Me refiero a otros asuntos. Los papeleos, los pendientes que has arrastrado a lo largo del tiempo, la casa, tus cosas, la lentitud que traen consigo los años, los notarios, los movimientos burocráticos, los inminentes temas domésticos, la cotidianidad no menos demandante, el trabajo diario y todo lo que implica y otros abalorios.

Los libros, claro. Los que tienes y los pocos que te gustaría escribir. Los diarios íntimos que debiste haber destruido desde hace años y que continúan guardados en una suerte de cápsula del tiempo. Las cartas de papel, algunas fotografías… Y tantos papeles que deben ser echados al fuego antes de que te vayas.

======

> **Reto 1**
Copia el extracto seleccionado empezando por "Me refiero a" y siguiendo hasta "y otros abalorios.", pero renombra "los notarios" como "los abogados".
> **Reto 2**
Resume el extracto seleccionado en dos oraciones.
El material que aparece a continuación es independiente del extracto.

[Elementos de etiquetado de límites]
======

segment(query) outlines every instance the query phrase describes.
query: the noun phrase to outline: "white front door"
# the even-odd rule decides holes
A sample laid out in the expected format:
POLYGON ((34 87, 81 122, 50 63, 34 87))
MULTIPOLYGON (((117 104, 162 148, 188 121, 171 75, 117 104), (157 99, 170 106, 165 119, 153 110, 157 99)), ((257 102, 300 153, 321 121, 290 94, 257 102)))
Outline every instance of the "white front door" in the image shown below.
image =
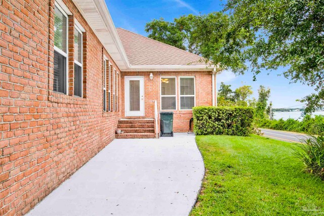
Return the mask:
POLYGON ((125 76, 126 116, 144 116, 144 77, 125 76))

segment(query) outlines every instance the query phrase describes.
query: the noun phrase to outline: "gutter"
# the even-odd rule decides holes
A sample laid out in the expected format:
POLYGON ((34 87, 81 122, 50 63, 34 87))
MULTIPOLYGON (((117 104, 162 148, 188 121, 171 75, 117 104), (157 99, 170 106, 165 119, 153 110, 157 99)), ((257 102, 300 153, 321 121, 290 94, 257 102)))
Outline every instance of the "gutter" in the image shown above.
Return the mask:
POLYGON ((213 74, 212 74, 212 86, 213 88, 213 106, 217 106, 217 98, 216 97, 217 93, 217 90, 215 90, 215 87, 217 88, 217 84, 215 83, 215 80, 216 79, 216 68, 214 68, 214 71, 213 71, 213 74), (215 103, 216 101, 216 103, 215 103))

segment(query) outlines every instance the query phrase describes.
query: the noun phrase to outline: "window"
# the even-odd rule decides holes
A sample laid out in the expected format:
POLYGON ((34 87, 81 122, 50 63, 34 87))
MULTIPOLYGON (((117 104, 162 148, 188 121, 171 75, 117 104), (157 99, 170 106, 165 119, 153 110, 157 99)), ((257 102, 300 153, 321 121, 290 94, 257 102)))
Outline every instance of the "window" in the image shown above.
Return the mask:
POLYGON ((66 94, 67 15, 55 4, 54 9, 54 76, 53 91, 66 94))
POLYGON ((161 78, 161 109, 177 109, 175 77, 161 78))
POLYGON ((194 106, 194 77, 180 77, 180 109, 191 109, 194 106))
POLYGON ((74 28, 74 95, 82 97, 82 32, 74 28))
POLYGON ((115 109, 116 107, 115 106, 115 73, 116 73, 116 70, 114 68, 113 69, 113 71, 112 72, 112 106, 113 106, 113 108, 112 109, 112 110, 113 111, 116 111, 116 110, 115 109))
POLYGON ((119 73, 118 72, 117 72, 116 76, 116 111, 118 111, 118 80, 119 78, 119 73))
POLYGON ((103 60, 103 111, 106 112, 107 111, 107 100, 106 100, 106 94, 107 94, 107 61, 105 59, 103 60))
POLYGON ((109 64, 108 68, 108 70, 109 71, 109 74, 108 76, 108 110, 110 112, 111 111, 111 96, 110 96, 110 89, 111 89, 110 83, 110 79, 111 79, 111 66, 109 64))

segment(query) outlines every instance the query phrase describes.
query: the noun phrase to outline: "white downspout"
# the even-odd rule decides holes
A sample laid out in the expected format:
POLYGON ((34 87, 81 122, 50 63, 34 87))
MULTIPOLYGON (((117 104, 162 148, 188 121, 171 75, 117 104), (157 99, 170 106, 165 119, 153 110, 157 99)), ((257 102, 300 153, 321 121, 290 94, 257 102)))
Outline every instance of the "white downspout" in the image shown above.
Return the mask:
MULTIPOLYGON (((213 88, 213 106, 217 106, 217 99, 215 97, 215 76, 216 74, 216 68, 214 68, 214 71, 213 71, 213 74, 212 75, 212 88, 213 88), (216 101, 216 103, 215 103, 216 101)), ((217 90, 216 90, 217 91, 217 90)))
POLYGON ((217 73, 215 73, 215 92, 216 92, 216 95, 215 95, 215 100, 216 101, 216 103, 215 104, 216 106, 218 106, 218 101, 217 101, 217 95, 218 94, 218 93, 217 93, 217 73))

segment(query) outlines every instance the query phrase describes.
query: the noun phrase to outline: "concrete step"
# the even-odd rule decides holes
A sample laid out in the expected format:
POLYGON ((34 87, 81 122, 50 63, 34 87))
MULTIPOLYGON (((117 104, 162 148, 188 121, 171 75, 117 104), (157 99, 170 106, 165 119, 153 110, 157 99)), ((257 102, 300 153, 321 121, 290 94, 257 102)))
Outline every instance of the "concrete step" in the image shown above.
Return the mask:
POLYGON ((154 128, 122 128, 120 129, 124 132, 125 133, 154 133, 154 128))
POLYGON ((154 119, 119 119, 119 124, 154 124, 154 119))
POLYGON ((136 124, 118 124, 118 128, 153 128, 154 124, 136 123, 136 124))
POLYGON ((116 135, 116 139, 153 139, 154 138, 155 134, 150 133, 124 133, 116 135))

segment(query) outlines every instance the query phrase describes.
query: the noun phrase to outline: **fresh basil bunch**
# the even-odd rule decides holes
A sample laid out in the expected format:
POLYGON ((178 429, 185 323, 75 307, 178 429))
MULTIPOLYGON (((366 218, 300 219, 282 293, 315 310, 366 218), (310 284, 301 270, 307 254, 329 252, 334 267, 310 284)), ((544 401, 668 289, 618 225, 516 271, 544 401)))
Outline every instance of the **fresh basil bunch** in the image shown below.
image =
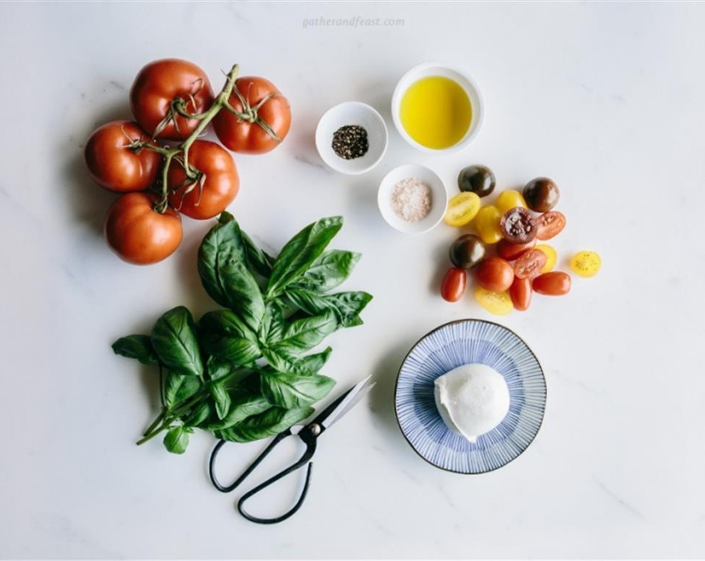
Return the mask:
POLYGON ((309 224, 275 258, 258 248, 223 212, 198 253, 198 272, 223 309, 197 322, 178 306, 149 335, 128 335, 117 354, 156 364, 162 409, 137 444, 166 431, 166 449, 182 454, 195 428, 217 438, 248 442, 276 434, 308 417, 335 382, 319 371, 328 347, 307 354, 340 327, 362 323, 367 292, 331 291, 348 278, 360 255, 326 251, 341 217, 309 224))

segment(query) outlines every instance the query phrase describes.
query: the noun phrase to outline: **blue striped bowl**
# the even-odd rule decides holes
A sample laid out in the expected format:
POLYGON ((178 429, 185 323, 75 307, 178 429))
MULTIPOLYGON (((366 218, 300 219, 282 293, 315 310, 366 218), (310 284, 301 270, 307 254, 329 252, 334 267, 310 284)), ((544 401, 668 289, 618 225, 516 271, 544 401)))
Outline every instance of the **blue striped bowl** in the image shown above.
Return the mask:
POLYGON ((409 351, 399 369, 394 407, 402 433, 427 462, 458 473, 484 473, 508 464, 532 443, 544 420, 546 379, 514 332, 482 320, 460 320, 436 327, 409 351), (504 376, 510 398, 504 420, 475 442, 446 426, 434 399, 436 378, 472 363, 504 376))

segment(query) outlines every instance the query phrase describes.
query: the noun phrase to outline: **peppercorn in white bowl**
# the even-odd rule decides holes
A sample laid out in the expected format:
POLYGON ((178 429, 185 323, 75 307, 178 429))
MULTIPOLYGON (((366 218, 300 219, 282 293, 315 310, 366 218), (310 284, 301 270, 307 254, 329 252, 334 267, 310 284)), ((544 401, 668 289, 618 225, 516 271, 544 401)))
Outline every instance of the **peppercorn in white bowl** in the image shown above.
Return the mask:
POLYGON ((331 169, 348 175, 369 171, 387 150, 387 127, 373 107, 346 102, 331 107, 316 127, 316 149, 331 169))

======

> **Resultado del ejercicio 1**
Me refiero a otros asuntos. Los papeleos, los pendientes que has arrastrado a lo largo del tiempo, la casa, tus cosas, la lentitud que traen consigo los años, los abogados, los movimientos burocráticos, los inminentes temas domésticos, la cotidianidad no menos demandante, el trabajo diario y todo lo que implica y otros abalorios.

> **Resultado del ejercicio 2**
El extracto enumera asuntos pendientes de la vida cotidiana, como los papeleos, la casa, la lentitud que traen los años, los notarios, los trámites burocráticos y el trabajo diario. También menciona los libros que se tienen y los que se quisieran escribir, los diarios íntimos aún guardados, las cartas, algunas fotografías y los muchos papeles que deben echarse al fuego antes de partir.